Region labeling entries

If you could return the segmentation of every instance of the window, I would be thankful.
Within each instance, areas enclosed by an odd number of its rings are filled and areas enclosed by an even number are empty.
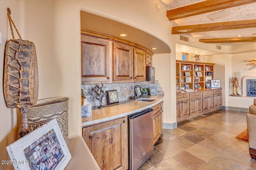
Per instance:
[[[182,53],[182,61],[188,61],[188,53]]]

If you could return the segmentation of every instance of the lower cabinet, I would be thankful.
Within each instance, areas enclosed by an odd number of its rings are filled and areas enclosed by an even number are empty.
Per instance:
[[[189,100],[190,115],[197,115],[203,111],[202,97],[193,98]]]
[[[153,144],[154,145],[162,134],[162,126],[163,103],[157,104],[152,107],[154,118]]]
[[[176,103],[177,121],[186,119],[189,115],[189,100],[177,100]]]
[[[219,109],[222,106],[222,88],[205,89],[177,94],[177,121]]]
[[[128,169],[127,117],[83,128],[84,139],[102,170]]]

...

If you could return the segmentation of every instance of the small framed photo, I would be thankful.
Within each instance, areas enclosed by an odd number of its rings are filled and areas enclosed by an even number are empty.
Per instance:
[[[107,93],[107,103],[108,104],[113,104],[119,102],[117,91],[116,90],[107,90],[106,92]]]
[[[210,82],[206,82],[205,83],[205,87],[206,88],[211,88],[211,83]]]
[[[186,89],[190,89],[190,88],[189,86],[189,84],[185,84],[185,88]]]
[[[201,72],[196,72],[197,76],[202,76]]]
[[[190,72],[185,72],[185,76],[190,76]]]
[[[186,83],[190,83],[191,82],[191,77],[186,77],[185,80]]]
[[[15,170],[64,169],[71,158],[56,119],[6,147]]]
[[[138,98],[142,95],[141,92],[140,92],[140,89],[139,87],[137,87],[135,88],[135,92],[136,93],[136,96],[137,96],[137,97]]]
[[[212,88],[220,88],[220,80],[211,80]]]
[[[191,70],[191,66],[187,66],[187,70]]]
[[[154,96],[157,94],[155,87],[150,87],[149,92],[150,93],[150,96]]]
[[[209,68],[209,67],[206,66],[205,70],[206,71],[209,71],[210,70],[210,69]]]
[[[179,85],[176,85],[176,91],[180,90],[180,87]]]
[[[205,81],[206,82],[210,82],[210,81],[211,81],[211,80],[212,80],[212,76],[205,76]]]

■ **What needs to be done**: Substitute "grateful" for "thankful" in the lines starting at the one that contains "window, I would be thankful." and ending at the one that contains "[[[128,169],[127,117],[83,128],[84,139],[102,170]]]", keeping everything else unchanged. Give back only those lines, and leave out the pictures.

■ **Response below**:
If you could return the segmentation of every instance of the window, I would be grateful.
Within each instance, areas enclosed by an odd number of its rings are filled and areas enclosed by an even number are empty.
Per instance:
[[[182,53],[182,61],[188,61],[188,53]]]

If you could return the segmentation of every instance of the lower cabinet, I would be grateful.
Within each instance, areas enclosed by an odd number of its rings are filled and areas enclosed by an even number are empty.
Per instance:
[[[189,100],[190,115],[197,115],[203,111],[202,97],[193,98]]]
[[[153,144],[154,145],[162,134],[162,126],[163,103],[157,104],[152,107],[154,118]]]
[[[176,103],[177,121],[186,119],[189,115],[189,100],[177,100]]]
[[[219,109],[222,106],[222,88],[205,89],[177,94],[177,121]]]
[[[128,169],[127,117],[83,128],[84,139],[102,170]]]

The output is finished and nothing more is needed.